* Activity A: Translate the sentence "Seeing her took me back 31 years." from the theater memoir into Spanish.
* Activity B: Carry on the theater memoir from its last sentence.

==== Exercise passage

I had a time-warp moment last year.
After our matinée performance of Lucas Hnath’s The Christians at AthensWest Theatre, there was a talk-back session with members of the audience. Talk-back sessions are not a thrill for me. They’re usually sparsely attended and fairly short, with a few timid questions and typically one unpredictable pompous answer that serves to evaporate any remaining questions, comments, or conversation.
But this show is atypical.
The innate civility of the script seems to invite participation. Several dozen audience members have been lingering each night. People are moved and want to share…emphasis on “share”. They have been challenged to listen and think and explore without judgement or solution. They have not been challenged to either change or be considered deficient. There are no instant triggers to defend feelings or questions or beliefs. Curiosity and civility seem to be in ascendance. Pomposity has left the building.
After Sunday’s talk-back concluded, a lady approached me and said; “You probably don’t remember me…”
She was wrong.
Seeing her took me back 31 years.
I play a pastor in The Christians. The last time I played a religious leader was in 1977 at Studio Players. I played an erring priest in The Runner Stumbles. My Sunday questioner was my director for that show. How cool is that?

========
==== Material provided

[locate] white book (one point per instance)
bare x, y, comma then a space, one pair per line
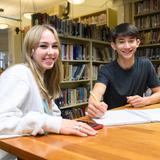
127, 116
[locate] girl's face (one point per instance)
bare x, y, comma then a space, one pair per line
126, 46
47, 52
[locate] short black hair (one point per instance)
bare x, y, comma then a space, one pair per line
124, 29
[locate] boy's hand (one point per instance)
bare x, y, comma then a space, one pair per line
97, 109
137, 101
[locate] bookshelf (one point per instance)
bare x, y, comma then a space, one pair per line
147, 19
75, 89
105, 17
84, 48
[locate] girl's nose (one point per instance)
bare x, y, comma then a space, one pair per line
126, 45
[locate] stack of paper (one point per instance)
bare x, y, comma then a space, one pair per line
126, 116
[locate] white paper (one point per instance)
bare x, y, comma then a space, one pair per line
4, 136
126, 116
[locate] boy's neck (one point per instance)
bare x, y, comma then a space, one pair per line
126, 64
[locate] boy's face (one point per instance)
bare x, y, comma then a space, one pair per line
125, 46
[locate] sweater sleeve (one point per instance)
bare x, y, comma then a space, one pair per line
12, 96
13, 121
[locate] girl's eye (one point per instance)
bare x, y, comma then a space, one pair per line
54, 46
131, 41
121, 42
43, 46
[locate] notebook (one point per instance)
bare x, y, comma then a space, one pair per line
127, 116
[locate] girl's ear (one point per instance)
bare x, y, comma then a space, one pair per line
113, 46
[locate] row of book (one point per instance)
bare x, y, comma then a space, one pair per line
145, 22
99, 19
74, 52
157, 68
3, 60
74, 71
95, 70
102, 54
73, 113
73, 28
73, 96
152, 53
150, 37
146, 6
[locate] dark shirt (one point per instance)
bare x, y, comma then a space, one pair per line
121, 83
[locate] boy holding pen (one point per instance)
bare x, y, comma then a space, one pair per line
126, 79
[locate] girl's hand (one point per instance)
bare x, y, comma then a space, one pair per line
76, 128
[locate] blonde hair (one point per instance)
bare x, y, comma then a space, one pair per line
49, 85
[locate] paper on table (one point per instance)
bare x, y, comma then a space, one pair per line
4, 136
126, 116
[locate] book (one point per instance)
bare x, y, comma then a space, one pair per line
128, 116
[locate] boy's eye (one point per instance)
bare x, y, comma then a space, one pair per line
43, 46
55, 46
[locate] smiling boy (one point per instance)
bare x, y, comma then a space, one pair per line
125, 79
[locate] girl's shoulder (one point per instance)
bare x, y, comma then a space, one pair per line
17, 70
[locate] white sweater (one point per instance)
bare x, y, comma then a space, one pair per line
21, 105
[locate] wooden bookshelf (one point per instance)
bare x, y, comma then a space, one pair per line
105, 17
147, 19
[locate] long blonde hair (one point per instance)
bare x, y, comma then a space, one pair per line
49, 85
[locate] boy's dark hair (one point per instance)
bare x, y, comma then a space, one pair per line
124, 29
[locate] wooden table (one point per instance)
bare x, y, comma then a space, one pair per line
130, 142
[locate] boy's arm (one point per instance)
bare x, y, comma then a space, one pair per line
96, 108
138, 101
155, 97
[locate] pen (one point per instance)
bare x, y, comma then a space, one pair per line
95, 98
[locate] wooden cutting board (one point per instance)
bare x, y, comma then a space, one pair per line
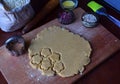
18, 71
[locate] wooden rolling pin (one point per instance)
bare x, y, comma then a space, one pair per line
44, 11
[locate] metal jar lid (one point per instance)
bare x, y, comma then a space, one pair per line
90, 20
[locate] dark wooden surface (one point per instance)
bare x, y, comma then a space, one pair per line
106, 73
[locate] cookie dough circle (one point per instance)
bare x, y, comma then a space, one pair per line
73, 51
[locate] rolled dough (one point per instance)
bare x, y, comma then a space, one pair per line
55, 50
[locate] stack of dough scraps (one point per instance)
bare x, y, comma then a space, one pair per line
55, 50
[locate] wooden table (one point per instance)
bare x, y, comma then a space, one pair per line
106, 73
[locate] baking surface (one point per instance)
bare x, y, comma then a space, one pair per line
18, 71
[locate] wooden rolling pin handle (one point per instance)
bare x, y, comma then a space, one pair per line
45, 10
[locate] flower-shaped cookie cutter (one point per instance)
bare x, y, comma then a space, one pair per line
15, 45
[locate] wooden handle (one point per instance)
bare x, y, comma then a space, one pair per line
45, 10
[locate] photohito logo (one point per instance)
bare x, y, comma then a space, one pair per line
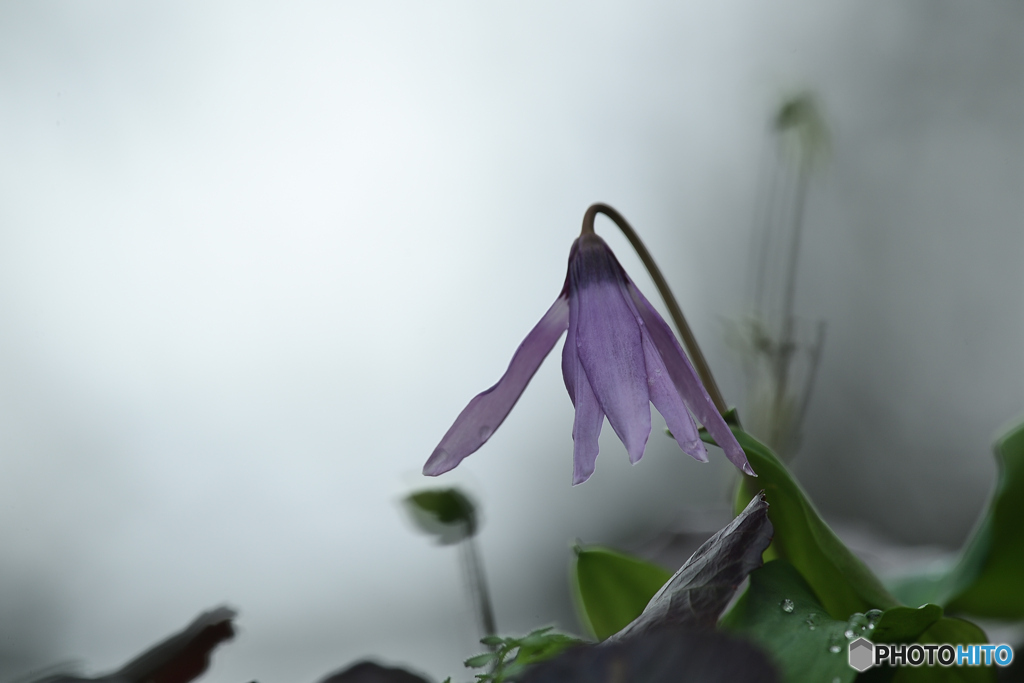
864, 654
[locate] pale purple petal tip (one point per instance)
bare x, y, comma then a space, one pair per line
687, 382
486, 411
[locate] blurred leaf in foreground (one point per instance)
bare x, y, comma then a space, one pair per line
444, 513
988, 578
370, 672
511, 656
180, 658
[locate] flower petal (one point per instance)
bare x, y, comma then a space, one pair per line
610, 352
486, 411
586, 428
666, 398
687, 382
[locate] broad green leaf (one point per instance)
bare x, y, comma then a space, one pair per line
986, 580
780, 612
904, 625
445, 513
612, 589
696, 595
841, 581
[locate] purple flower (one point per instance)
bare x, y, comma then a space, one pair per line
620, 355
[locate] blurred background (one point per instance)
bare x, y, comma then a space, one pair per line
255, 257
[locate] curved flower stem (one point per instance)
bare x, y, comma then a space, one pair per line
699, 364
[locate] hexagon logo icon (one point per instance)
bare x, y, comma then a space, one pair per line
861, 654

========

* Expected answer A: Verla me hizo retroceder 31 años.

* Expected answer B:
However, rolling my mind back to 1977 and that show reminded me that I first met two great friends and actors in that production; Gene Arkle and Paul Thomas.
At the first company meeting of The Runner Stumbles, we were polled by our director to give our first impressions of the script. The gentleman to my right replied that the script reminded him of Mahler’s 2nd Symphony. He went on to elaborate, but he had lost me at Mahler. To me at that time, “Mahler” was just a clever rhyme in the song “Here’s to the Ladies Who Lunch” from Sondheim’s Company. I recall my impatience by the irrelevance of his remarks and being more than a little intimidated. The gentleman was Gene Arkle. My impatience was quickly unveiled as the young know-it-all’s folly it was. Gene and I went on to do a bunch of plays together (some of them were pretty good), and because of Gene, I delved into the symphonies of Mr. Mahler (ALL of them were pretty good – go figure).
During the first blocking rehearsal of Runner, I was sitting in a scene awaiting my church superior, played by an actor I had never met; Paul Thomas. He entered and intoned; “Father Rivard, it has come to our attention…” That’s as far as he got. My guffaw brought him to a halt.
I said he “intoned.”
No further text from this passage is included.